• **Records**

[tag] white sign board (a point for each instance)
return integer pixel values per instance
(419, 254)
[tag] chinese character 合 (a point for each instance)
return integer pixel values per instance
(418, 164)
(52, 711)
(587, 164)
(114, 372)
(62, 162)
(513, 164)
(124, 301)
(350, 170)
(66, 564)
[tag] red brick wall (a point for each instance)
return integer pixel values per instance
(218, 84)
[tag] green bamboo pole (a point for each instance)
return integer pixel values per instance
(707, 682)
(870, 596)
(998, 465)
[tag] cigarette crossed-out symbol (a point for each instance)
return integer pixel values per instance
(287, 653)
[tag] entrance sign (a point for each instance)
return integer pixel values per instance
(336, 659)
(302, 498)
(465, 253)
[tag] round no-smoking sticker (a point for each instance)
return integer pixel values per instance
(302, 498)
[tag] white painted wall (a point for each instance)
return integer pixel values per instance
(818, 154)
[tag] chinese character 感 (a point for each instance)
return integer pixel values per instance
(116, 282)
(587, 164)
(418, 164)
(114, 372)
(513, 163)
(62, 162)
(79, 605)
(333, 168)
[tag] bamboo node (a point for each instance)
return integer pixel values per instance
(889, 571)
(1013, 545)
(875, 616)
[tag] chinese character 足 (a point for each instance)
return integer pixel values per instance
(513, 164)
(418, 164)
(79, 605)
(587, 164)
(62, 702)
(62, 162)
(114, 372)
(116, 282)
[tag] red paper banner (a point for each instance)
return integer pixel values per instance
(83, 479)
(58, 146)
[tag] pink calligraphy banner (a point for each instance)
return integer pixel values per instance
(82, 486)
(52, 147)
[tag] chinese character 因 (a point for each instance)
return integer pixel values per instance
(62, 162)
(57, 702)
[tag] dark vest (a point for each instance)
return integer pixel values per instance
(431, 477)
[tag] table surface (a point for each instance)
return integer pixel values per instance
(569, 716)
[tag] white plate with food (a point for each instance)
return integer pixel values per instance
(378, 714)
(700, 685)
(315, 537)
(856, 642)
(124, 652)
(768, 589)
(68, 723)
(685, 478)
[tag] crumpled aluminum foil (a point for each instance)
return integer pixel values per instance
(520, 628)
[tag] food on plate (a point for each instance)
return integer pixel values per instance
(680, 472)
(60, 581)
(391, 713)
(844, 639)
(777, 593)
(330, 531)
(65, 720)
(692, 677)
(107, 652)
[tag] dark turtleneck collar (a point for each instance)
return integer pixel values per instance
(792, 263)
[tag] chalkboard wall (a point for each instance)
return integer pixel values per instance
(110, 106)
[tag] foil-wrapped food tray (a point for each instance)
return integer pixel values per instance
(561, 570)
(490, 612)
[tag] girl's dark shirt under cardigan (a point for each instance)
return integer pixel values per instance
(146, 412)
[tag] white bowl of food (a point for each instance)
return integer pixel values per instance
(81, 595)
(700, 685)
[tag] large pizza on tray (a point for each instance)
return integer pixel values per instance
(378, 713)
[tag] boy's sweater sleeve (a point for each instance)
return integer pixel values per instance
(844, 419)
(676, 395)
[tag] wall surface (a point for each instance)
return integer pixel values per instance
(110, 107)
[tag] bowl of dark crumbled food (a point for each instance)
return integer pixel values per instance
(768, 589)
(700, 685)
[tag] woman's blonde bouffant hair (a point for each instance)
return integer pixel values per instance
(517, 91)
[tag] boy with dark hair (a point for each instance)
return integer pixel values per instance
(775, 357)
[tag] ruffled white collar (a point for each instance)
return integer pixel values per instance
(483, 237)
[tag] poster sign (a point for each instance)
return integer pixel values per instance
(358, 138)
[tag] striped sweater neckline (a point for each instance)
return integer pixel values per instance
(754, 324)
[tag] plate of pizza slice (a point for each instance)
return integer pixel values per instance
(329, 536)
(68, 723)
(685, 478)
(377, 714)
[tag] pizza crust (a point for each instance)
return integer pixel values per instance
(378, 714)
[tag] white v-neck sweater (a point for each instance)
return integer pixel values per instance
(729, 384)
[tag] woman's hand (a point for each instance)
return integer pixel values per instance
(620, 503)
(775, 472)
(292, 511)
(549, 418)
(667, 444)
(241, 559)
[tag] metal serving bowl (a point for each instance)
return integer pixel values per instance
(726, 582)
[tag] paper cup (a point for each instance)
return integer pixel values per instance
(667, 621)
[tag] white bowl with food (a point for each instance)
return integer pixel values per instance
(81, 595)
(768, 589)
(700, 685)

• **Problem**
Copy out the lines above exactly, beginning at the one that contains "[tag] white painted" and ending at the one that contains "[tag] bamboo node (a point for each instance)".

• **Solved problem**
[tag] white painted wall (a point for each instance)
return integer pixel values per instance
(818, 154)
[tag] chinese character 感 (a point for each instance)
return integer pixel values per instance
(116, 282)
(587, 164)
(418, 164)
(114, 372)
(513, 163)
(62, 162)
(79, 605)
(333, 168)
[tag] bamboo node (a point for each instance)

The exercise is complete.